QUOTED PASSAGE:
——————

When the threat comes not from enemy people but from nature, we find it much harder to rise to the occasion. Although leaders are not elected or selected for such things, we want them to give us more, leading us onwards and upwards in coping with deep, long-term climate crises. 

There is no way for the world to meet its 1.5C warming goal without leadership. 

Experts at the Green Goals Summit held in Dubai spoke about the importance of leadership in implementing and delivering the commitments toward environmental, social, and governance (ESG) goals into decision-making and empowering youth into action to make a real difference. 

Talking about a big shift in attitude, they said companies are now undertaking solutions to sustainability not just because it is “something nice to do for the planet” but because it is “something they cannot do without.” 


As overwhelming and omnipresent as the climate crisis is – from responsible investments to measuring their carbon footprint – companies are trying to solve it.

Throwing light on the three main pillars of sustainability, Hanan Al Yafei, Executive Director, Responsible Investing Unit at Mubadala, says that measurement, stewardship, and integration are key to making businesses sustainable.  

“It is first important for leaders to understand the baseline of the carbon footprint of the operations. The second thing is addressing gaps in the market. Leaders need to think about climate-related investment strategies. The last step is integrating these strategies into the investment lifecycle,” adds Al Yafei.

——————

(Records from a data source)

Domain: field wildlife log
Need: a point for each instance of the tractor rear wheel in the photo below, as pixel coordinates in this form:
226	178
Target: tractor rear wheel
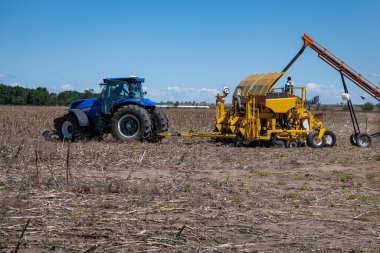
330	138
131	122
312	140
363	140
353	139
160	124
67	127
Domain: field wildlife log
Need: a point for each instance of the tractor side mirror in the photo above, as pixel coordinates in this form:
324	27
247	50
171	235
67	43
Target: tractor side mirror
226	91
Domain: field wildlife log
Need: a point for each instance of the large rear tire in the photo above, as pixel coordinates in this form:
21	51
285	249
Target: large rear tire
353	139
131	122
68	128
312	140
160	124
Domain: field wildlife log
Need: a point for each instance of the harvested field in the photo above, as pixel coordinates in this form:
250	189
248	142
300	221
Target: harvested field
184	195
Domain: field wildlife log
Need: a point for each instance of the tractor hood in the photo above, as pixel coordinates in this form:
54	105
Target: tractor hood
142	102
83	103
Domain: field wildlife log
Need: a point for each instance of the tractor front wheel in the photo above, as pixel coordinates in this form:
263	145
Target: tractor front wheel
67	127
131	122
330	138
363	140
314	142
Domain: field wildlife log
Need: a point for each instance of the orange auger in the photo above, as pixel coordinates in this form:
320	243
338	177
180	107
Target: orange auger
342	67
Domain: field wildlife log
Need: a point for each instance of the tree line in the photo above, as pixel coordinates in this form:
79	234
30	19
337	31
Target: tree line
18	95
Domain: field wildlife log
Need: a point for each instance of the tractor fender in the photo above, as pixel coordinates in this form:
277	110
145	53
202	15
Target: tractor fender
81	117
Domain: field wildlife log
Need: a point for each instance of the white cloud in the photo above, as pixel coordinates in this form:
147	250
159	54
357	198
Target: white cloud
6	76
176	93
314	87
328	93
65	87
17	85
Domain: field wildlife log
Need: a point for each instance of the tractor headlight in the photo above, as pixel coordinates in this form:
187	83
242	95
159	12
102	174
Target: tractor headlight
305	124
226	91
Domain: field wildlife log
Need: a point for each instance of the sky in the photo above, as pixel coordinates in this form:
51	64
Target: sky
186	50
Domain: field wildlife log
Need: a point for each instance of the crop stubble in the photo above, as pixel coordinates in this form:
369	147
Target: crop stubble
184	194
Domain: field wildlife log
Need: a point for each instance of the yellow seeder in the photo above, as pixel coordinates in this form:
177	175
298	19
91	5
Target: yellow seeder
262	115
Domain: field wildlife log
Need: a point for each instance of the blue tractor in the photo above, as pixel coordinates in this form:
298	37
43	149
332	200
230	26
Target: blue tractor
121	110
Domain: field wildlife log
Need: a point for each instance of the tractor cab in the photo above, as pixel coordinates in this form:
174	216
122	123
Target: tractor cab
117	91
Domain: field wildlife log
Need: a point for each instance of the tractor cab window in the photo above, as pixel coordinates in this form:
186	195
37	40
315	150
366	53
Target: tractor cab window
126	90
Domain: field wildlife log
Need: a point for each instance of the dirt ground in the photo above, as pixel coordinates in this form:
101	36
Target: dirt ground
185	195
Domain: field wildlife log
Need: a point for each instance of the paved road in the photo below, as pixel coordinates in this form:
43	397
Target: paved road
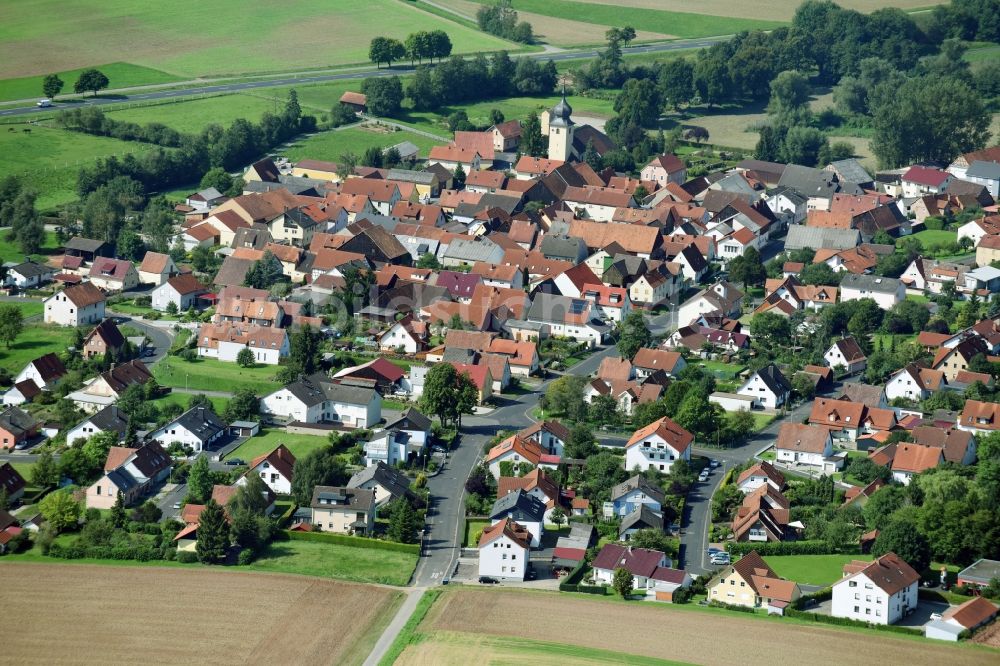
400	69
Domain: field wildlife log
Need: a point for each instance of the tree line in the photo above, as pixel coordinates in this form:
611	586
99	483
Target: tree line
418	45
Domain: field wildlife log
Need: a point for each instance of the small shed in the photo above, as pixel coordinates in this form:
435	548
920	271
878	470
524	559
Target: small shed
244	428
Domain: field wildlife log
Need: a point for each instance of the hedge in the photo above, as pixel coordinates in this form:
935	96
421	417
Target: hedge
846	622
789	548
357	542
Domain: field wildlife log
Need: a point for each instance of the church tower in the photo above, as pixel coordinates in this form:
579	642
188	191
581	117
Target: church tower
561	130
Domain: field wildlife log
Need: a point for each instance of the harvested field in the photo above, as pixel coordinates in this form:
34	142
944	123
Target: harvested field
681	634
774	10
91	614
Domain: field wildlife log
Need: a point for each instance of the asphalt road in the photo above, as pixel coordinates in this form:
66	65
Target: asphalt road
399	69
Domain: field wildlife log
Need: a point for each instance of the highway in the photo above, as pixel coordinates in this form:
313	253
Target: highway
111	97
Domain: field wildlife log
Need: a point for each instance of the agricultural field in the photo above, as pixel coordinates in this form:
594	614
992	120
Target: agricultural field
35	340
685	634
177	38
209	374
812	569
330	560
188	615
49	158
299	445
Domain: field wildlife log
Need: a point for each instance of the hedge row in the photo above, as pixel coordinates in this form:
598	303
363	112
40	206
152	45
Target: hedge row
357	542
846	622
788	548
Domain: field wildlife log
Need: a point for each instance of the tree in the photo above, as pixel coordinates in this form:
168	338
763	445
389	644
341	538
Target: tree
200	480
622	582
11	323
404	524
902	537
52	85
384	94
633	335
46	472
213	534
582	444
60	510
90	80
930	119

——————

REQUIRED TASKS:
- a) According to the article on climate leadership, what are the three main pillars of sustainability that Hanan Al Yafei names?
- b) Summarize the article on climate leadership in two sentences.
- c) Carry the article on climate leadership forward from the end of Al Yafei's quoted remarks.
These lines aren't needed for anything here.

ANSWERS IN ORDER:
- a) Measurement, stewardship, and integration.

- b) The world cannot meet its 1.5C warming goal without leadership, a point experts stressed at the Green Goals Summit in Dubai, where they said companies now pursue sustainability because it is something they cannot do without. Hanan Al Yafei of Mubadala named measurement, stewardship, and integration as the pillars of sustainable business, beginning with leaders understanding the baseline carbon footprint of their operations.

- c)
Fazil Abdul Rahiman, Group VP for Sustainability and Climate Change, TAQA, echoed Al Yafei’s thoughts, adding that having a baseline allows companies to understand their impact on the environment and helps be in line with the country’s sustainable goals. 

“We not only have the responsibility to measure the emissions, but to develop and implement programs to reduce emissions in line with UAE’s net-zero plan,” he says. “The next step for us in the journey is to estimate Scope 3, to understand what the impact is from a value chain perspective, set targets for it, and eventually make sure it’s verifiable.” 

Identifying suppliers and helping them decarbonize their operations by making sustainability a criterion for collaboration also aids in rapidly speeding up sustainability in operations for hundreds of businesses, says Ayman Ismail, Vice President of Government Affairs, Strategy & Sustainability, Schneider Electric.

“We believe that business for good is good for business,” he says. Schneider Electric has identified around 1000 suppliers who make up 90% of its revenues and is helping them decarbonize their procurement policies and their day-to-day operations. 


While companies are trying their best to reduce emissions from their business operations, there are a few challenges, like geopolitical issues and a lack of awareness, that they still need to overcome. Despite the Paris Agreement and annual conferences of parties (COPs), emissions are rising.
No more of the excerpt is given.